DOCUMENT SECTION.
Punctelia subflava is a species of foliose lichen in the family Parmeliaceae that occurs in Australia.

==Taxonomy==
The lichen was first formally described in 1847 as Parmelia subflava by botanist Thomas Taylor. The type specimen, described from the herbarium collection of William Borrer, was collected on Tasmania (called Van Diemen's Land in the original publication). Taylor compared it to the common species Parmelia sulcata, noting that it was smaller, and had neither a reticulated surface nor the retuse lobes (having an obtuse or rounded apex with a shallow notch) characteristic of that widespread species. John Elix and Jen Johnston transferred Parmelia subflava to the genus Punctelia in 1988. Several years earlier, David Galloway and Elix had proposed Parmelia subflava to be synonymous with Punctelia rudecta. It is now known that Punctelia rudecta is a Northern Hemisphere species and does not occur in Australasia.

Records drawn from a dataset
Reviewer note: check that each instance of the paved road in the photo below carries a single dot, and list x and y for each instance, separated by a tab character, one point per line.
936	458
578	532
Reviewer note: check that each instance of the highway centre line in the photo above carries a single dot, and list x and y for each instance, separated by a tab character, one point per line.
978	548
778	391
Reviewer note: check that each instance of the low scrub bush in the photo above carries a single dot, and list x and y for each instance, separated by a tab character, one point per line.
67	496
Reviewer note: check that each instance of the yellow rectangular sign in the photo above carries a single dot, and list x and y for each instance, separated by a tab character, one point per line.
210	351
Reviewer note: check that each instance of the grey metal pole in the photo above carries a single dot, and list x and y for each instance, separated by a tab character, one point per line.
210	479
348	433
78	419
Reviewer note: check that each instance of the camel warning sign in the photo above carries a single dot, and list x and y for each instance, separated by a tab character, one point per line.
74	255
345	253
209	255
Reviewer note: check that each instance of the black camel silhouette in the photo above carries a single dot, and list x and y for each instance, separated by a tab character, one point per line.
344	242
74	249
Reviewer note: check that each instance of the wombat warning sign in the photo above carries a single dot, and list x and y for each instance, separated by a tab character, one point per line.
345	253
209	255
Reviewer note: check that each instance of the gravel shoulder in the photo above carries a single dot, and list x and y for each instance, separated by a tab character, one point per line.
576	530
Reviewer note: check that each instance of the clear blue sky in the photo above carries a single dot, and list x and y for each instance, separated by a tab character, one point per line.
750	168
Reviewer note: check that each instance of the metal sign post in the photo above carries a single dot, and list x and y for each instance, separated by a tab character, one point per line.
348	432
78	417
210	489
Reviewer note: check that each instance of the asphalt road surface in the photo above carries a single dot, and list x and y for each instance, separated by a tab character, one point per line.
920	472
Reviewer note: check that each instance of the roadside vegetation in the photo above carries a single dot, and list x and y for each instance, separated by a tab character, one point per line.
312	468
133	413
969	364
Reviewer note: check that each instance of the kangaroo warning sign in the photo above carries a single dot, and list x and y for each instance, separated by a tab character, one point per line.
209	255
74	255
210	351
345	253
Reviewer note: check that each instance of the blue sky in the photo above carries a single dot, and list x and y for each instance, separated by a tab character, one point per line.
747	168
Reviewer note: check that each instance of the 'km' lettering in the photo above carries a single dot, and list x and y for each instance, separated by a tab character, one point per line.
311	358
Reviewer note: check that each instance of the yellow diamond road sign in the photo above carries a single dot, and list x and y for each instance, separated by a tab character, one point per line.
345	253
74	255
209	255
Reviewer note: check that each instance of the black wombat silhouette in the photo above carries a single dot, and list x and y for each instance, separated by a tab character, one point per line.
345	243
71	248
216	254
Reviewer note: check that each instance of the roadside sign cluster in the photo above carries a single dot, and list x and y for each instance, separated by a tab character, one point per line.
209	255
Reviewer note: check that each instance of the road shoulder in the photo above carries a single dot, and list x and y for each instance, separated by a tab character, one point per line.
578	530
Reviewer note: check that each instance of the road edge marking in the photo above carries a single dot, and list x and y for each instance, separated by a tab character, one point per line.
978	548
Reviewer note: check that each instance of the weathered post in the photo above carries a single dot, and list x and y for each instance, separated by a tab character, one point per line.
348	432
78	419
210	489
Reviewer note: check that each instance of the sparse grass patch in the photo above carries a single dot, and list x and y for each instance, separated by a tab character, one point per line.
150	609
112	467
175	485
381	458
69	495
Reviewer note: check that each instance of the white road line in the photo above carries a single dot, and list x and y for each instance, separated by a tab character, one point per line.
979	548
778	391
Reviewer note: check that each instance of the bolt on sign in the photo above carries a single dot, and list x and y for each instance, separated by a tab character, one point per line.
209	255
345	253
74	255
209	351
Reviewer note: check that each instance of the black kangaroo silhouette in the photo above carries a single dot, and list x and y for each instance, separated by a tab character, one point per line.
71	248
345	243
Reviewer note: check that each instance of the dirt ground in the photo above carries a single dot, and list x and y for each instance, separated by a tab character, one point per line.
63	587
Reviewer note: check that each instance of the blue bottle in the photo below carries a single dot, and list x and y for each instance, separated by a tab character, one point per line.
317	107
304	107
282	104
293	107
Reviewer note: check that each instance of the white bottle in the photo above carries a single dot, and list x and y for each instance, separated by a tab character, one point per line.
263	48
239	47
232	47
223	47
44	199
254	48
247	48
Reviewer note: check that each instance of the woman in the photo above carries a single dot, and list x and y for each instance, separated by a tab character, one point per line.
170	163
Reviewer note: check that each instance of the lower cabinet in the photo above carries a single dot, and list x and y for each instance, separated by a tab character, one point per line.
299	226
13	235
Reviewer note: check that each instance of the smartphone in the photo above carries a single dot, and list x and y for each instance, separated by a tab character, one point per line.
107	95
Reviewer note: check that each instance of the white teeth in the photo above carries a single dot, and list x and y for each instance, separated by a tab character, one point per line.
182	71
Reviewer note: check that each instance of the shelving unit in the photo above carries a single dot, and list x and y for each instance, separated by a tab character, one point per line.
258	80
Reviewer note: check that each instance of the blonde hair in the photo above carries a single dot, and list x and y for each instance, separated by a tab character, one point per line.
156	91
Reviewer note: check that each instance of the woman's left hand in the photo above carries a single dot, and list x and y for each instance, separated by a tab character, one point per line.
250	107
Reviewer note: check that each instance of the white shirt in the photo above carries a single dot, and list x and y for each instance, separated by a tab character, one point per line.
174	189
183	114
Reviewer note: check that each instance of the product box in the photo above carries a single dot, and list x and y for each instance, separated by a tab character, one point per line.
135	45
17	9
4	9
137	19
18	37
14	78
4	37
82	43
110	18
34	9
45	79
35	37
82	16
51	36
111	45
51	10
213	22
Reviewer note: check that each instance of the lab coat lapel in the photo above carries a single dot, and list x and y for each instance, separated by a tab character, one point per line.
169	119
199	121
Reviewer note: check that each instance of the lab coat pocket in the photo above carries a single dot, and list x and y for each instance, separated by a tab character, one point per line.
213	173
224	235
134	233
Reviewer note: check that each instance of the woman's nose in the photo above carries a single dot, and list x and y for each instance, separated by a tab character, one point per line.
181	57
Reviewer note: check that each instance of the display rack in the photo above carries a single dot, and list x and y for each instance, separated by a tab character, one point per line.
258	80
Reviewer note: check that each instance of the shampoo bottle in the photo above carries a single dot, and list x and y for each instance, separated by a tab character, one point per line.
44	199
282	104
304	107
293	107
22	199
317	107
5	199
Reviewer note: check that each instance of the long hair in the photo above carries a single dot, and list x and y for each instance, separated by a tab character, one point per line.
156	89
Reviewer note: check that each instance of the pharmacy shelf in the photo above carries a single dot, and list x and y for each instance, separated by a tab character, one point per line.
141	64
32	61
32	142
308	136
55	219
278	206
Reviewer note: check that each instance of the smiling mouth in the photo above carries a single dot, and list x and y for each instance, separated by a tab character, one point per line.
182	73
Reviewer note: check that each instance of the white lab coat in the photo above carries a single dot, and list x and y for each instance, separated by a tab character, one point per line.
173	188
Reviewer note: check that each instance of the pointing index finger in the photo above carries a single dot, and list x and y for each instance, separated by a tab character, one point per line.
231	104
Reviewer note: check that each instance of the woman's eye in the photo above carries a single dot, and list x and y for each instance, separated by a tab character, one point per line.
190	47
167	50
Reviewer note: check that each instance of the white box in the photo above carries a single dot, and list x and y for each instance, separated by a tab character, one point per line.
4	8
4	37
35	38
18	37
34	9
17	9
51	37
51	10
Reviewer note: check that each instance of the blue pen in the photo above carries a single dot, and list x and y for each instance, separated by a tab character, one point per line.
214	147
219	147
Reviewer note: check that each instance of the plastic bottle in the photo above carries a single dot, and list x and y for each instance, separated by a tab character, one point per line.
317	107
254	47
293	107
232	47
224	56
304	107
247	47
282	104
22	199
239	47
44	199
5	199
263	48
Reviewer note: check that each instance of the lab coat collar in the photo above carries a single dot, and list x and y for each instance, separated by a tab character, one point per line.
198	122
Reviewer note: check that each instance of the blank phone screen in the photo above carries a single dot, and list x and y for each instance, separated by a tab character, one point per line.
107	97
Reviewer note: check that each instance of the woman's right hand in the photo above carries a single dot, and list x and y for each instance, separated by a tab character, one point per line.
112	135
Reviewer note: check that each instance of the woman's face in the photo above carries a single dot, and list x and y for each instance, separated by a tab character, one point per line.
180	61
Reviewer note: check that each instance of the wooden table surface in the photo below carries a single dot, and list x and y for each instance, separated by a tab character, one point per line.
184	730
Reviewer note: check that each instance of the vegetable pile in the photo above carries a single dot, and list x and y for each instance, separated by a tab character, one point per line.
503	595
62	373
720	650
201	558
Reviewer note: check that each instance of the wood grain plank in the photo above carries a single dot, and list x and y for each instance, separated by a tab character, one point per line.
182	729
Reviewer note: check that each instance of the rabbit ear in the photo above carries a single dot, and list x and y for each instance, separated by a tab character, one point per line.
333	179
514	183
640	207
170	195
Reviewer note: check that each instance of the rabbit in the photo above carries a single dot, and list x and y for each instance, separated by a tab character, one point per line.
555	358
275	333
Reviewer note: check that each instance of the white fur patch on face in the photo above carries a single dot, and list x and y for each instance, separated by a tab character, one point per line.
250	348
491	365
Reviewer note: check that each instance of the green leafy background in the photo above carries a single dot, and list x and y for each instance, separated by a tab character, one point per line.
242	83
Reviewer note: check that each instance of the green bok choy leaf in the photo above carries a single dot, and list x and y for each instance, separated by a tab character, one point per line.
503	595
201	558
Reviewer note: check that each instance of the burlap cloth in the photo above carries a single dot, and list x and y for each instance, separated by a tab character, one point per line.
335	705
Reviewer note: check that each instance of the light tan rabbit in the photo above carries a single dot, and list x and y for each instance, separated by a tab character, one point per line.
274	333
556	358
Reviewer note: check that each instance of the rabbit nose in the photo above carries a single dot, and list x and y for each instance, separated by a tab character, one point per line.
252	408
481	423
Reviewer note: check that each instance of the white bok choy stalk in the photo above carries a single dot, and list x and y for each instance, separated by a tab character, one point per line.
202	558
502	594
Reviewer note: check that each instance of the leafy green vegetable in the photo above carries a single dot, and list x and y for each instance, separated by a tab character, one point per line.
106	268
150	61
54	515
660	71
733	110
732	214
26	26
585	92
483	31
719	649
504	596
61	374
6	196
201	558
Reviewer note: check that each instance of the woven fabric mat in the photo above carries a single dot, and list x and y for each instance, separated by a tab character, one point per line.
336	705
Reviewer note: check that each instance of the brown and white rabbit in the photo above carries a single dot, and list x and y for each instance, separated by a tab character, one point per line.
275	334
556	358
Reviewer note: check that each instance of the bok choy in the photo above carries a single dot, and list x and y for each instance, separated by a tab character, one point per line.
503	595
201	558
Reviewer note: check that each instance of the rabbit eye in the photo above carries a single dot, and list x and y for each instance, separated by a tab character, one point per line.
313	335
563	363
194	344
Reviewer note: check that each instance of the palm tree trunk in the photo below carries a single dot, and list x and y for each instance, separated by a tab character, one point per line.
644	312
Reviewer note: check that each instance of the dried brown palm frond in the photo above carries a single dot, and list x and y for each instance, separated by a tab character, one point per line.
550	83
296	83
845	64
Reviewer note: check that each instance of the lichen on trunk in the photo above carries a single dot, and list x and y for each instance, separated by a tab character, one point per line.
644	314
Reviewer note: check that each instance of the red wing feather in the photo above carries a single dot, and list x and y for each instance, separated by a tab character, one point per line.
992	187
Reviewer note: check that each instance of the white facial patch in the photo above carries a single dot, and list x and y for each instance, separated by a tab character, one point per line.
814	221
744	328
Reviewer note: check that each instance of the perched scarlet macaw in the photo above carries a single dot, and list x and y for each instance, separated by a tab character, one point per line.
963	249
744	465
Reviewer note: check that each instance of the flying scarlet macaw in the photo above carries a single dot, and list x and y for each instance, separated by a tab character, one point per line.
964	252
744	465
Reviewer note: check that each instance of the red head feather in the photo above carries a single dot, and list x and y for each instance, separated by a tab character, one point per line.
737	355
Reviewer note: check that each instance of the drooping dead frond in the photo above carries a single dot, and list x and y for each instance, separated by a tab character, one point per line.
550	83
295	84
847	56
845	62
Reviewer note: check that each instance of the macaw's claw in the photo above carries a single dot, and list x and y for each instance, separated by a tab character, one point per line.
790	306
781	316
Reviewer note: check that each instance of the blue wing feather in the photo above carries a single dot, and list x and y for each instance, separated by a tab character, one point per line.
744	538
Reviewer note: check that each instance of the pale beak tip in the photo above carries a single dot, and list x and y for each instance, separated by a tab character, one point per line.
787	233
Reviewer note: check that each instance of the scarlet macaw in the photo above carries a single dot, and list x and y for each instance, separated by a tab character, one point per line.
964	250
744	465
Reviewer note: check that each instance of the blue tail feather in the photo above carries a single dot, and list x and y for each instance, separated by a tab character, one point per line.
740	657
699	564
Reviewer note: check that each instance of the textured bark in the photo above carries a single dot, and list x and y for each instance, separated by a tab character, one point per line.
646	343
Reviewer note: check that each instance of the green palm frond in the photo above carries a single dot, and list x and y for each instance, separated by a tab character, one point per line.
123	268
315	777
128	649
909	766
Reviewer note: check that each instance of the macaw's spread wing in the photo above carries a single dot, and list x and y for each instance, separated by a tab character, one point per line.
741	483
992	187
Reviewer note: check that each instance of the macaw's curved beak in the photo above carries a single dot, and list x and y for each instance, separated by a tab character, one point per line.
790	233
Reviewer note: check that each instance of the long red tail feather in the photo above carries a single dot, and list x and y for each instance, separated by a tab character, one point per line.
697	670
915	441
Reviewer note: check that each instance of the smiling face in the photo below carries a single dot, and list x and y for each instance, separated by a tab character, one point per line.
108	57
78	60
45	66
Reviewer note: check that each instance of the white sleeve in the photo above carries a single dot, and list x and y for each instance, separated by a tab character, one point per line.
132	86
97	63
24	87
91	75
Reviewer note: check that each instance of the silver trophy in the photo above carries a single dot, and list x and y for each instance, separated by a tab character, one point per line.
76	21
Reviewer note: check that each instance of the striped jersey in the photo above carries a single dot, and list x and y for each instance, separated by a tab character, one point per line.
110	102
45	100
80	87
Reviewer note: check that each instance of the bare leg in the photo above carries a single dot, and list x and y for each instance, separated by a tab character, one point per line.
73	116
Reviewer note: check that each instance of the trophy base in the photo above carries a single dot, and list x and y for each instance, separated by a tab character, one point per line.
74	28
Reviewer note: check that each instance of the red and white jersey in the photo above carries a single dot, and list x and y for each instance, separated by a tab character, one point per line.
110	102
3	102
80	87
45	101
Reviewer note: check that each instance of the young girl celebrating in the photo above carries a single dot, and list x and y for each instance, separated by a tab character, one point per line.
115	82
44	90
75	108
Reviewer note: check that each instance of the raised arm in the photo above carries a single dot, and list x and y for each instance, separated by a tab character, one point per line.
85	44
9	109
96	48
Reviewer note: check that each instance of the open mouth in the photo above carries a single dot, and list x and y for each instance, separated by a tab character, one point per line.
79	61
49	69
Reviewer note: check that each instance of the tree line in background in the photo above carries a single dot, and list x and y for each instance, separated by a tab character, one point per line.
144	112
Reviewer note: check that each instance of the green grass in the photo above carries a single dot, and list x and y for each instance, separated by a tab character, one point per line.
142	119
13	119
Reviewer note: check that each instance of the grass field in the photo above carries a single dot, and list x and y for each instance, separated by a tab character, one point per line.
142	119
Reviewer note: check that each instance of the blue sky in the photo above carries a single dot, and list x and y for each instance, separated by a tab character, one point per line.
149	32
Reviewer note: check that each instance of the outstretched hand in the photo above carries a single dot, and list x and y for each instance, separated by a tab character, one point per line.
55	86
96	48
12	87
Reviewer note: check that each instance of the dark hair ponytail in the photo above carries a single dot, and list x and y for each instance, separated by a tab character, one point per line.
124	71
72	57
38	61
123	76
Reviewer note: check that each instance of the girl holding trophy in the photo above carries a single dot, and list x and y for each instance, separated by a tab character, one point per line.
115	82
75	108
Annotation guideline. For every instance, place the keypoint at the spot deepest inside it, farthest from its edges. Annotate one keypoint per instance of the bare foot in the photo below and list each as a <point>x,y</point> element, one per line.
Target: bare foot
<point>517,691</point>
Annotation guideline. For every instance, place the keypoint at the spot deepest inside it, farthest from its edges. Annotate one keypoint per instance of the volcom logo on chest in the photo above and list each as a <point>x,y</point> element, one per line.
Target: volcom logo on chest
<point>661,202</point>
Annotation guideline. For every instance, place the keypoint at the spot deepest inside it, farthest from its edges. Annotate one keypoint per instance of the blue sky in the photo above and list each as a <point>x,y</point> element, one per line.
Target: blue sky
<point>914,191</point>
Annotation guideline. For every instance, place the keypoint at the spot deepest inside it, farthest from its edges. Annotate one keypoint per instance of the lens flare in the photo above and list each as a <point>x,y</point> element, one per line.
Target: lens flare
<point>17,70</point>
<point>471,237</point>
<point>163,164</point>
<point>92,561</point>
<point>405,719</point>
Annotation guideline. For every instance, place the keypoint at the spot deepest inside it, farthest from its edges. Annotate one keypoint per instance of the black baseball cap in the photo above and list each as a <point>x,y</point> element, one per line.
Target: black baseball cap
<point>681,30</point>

REQUIRED ACTIONS.
1. In the passage on the lichen Punctelia subflava, what is the Spanish translation of this sentence: "John Elix and Jen Johnston transferred Parmelia subflava to the genus Punctelia in 1988."?
2. Can you write what follows the final sentence of the passage on the lichen Punctelia subflava?

RESULTS OF THE EXERCISE.
1. John Elix y Jen Johnston transfirieron Parmelia subflava al género Punctelia en 1988.

2.
==Description==
Identical in secondary chemicals, and similar in appearance to Punctelia rudecta, Punctelia subflava can be distinguished from that species by the form of the pseudocyphellae (sparse and point-like), the thickness of the thallus (thin and fragile), and the morphology of the isidia (always dorsiventral). The lecanoric acid derivative 5-chlorolecanoric acid occurs in this species.

Punctelia subflava is listed as "Extinct" on the schedules of the Tasmanian Threatened Species Protection Act 1995.